### What you are asked to do
Reproduce each of the rows below word for word, but leave out the pictures.

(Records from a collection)
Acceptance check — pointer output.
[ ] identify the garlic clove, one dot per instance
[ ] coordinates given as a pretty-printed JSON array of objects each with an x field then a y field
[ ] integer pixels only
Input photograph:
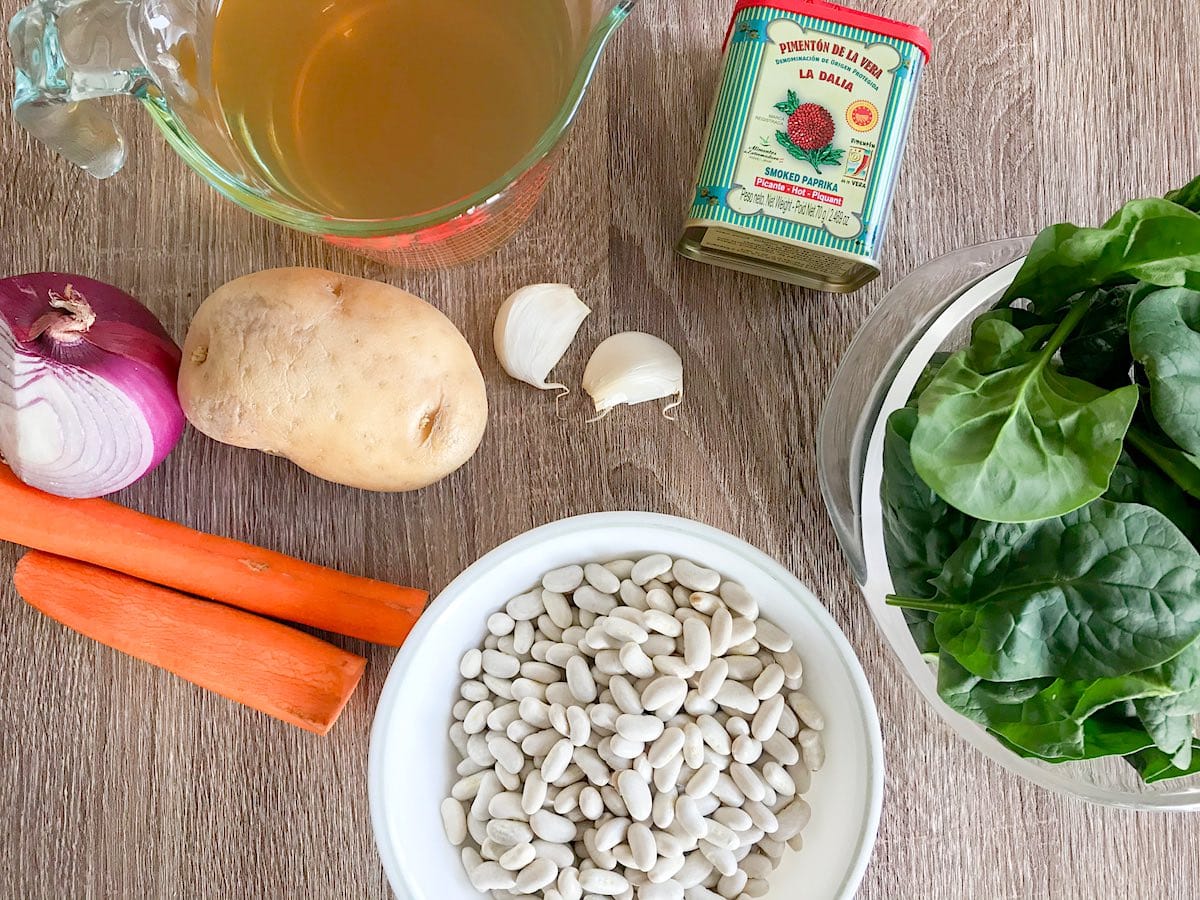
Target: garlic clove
[
  {"x": 634, "y": 367},
  {"x": 534, "y": 328}
]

### Final answer
Acceptance check — pointer output.
[ ] identify the garlic clove, one dot per instance
[ ] coordinates given as a pretty-printed JSON array of objects each with an x field then a y field
[ ] integer pixels only
Input photograph:
Target: garlic clove
[
  {"x": 634, "y": 367},
  {"x": 534, "y": 328}
]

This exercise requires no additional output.